Instructions for the task => Below are records; repeat them all exactly.

Extracted material =>

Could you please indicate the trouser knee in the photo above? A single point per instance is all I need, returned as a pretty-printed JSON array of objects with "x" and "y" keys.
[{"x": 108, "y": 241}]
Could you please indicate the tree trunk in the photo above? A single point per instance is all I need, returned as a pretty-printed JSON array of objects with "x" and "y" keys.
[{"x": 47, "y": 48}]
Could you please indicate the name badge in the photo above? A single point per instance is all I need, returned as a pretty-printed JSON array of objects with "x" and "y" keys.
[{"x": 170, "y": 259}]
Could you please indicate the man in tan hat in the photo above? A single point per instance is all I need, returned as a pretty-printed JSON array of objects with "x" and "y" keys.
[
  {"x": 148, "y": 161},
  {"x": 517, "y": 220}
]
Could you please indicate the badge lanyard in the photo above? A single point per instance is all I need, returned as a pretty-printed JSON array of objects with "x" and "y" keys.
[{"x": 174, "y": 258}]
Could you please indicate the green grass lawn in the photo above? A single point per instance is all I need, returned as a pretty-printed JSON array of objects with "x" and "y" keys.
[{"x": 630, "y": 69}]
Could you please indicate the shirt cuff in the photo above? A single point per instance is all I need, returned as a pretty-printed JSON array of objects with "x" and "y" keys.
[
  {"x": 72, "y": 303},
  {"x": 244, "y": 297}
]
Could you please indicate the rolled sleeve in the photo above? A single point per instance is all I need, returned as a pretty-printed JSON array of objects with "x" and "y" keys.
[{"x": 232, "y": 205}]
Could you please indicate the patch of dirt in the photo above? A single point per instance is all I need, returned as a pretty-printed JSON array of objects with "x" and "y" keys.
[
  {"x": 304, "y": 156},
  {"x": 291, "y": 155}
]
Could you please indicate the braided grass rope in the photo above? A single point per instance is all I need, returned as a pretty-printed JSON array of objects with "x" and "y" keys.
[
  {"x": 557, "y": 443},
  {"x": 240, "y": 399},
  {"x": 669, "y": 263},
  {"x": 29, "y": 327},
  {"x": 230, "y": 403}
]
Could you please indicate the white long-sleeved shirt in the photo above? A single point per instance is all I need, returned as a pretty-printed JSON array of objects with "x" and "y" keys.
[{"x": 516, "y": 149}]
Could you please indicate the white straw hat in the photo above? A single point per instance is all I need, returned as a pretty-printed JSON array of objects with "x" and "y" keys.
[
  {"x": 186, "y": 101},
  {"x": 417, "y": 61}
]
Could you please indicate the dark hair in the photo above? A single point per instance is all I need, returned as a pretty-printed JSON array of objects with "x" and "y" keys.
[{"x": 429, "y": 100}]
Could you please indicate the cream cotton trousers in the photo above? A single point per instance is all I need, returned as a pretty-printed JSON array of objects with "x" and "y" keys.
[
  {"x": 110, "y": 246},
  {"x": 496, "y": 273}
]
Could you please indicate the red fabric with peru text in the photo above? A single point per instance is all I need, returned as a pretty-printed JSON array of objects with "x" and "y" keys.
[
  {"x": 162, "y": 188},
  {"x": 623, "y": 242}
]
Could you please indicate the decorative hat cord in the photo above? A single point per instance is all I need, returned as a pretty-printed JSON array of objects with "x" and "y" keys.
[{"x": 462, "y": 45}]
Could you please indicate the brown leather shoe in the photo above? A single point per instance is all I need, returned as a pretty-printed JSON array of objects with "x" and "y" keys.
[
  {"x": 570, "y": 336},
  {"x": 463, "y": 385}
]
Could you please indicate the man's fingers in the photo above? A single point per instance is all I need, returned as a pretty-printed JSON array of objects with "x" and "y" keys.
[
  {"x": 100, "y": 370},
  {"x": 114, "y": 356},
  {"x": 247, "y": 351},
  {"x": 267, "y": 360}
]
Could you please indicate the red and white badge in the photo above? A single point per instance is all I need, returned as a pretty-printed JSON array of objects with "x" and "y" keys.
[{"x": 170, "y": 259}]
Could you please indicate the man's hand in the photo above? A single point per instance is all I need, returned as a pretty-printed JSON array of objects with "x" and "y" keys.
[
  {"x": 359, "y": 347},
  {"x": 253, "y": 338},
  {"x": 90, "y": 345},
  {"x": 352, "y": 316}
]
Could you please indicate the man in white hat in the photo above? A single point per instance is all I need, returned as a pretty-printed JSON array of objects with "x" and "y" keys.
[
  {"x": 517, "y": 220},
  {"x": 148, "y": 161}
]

Response area =>
Could you please indicate the trouser knee in the photo above? A single point per instance is all I need, returned as a pretty-printed JSON array of objects with "x" and "y" keys.
[{"x": 108, "y": 241}]
Could you please indicate the tree trunk in the photo above? A single point per instance is all I need, returned as a pretty-printed JSON array of objects with "x" and "y" keys.
[{"x": 47, "y": 48}]
Could you please indicate the name badge in the photo above? A single point per instance is all I need, returned as a pretty-printed JSON array of objects with "x" and "y" keys.
[{"x": 170, "y": 259}]
Could you please indicate the man in tan hat in the photo above? A single point per instance is all I need, returned as a pretty-printed JSON array of objects with "x" and "y" keys.
[
  {"x": 148, "y": 161},
  {"x": 517, "y": 220}
]
Could you please indicate the badge lanyard in the photo above? A single point per instance is all I need, returned as a pretty-printed JSON array of objects with "x" and "y" keys.
[{"x": 174, "y": 258}]
Could you please indicate the green grass lawn in the photo above? A single point per instance is all I need, returned as a pretty-printed JSON array of objects with "x" and "y" keys.
[{"x": 630, "y": 69}]
Could you please indicate the shirt cuff in the photo above? A single point per instance is all I need, returned as a pretty-printed JSON array of objects with "x" and "y" keys.
[
  {"x": 72, "y": 303},
  {"x": 244, "y": 297}
]
Could you please indicate the rolled sleeve in the photo above? A single point per instance is all I need, returned as a pretty-printed JSON array of objects with "x" and "y" keys.
[{"x": 232, "y": 205}]
Could you please indicate the patch of dirt in the photo above? A single point per instance is all I need, returned as a pretty-printed JSON array of objects with "x" and "y" keys.
[
  {"x": 304, "y": 156},
  {"x": 291, "y": 155}
]
Could you please indicate the braided grass rope in the photo above? A single point per instance is all I need, returned as a pretty-printed JSON array of objects with "x" and "y" keys.
[
  {"x": 557, "y": 443},
  {"x": 240, "y": 399},
  {"x": 669, "y": 263},
  {"x": 29, "y": 327},
  {"x": 230, "y": 403}
]
Could you please indicate the white long-sleeved shirt in the photo above? A single point per instance is all I need, returned as a pretty-printed JSON array of objects with "x" and "y" keys.
[{"x": 516, "y": 149}]
Could you please indicate the white straw hat in the photo above? A single point per instance is all I need, returned as a pretty-printed JSON array of objects with "x" and "y" keys.
[
  {"x": 186, "y": 101},
  {"x": 417, "y": 61}
]
Could you please indicate the dark hair in the photo above? A single point per instance is all I need, returned as a pretty-printed JSON array of objects with "x" and "y" keys.
[{"x": 429, "y": 100}]
Could you please indicate the cream cotton trousers in the photo above? A single point per instance is all I need, returned as a pretty-printed JSON array of objects with "x" and "y" keys.
[
  {"x": 110, "y": 246},
  {"x": 496, "y": 273}
]
Could you please indicate the red fabric with peru text in the photo above? A single point per instance is all I need, returned as a pretty-printed JSON array of objects with "x" and "y" keys.
[
  {"x": 162, "y": 188},
  {"x": 623, "y": 242}
]
Could you please indicate the decorative hat cord in the photo above? A single point per instance is all I need, returned as a pretty-printed JSON array of objects with "x" and "y" keys.
[{"x": 462, "y": 45}]
Could you please indicate the brown leather shoe in the photo above? A single point per instance is all I need, returned as a pretty-printed JSON array of objects with "x" and "y" keys.
[
  {"x": 570, "y": 336},
  {"x": 463, "y": 385}
]
Could you please indicate the man's fingers in the photo above? A single point per instance is all I need, returned as a pretty-printed JSON array of objects with "x" and "y" keys.
[
  {"x": 100, "y": 370},
  {"x": 114, "y": 356},
  {"x": 247, "y": 351},
  {"x": 267, "y": 360}
]
Could you please indicate the red and white badge in the photo above? A single point per instance is all I need, returned as a pretty-printed JSON array of objects with "x" and "y" keys.
[{"x": 170, "y": 259}]
Could you please indicate the man's hand in the photo above? A single point per instance is all I need, returned as a pretty-printed JSON array of objects with "x" and "y" keys.
[
  {"x": 359, "y": 347},
  {"x": 253, "y": 338},
  {"x": 90, "y": 345},
  {"x": 352, "y": 316}
]
Could you please indicate the man in white hat in the photo above? A single point per instance is all I need, returned as a pretty-printed JSON array of objects with "x" and "y" keys.
[
  {"x": 517, "y": 220},
  {"x": 148, "y": 161}
]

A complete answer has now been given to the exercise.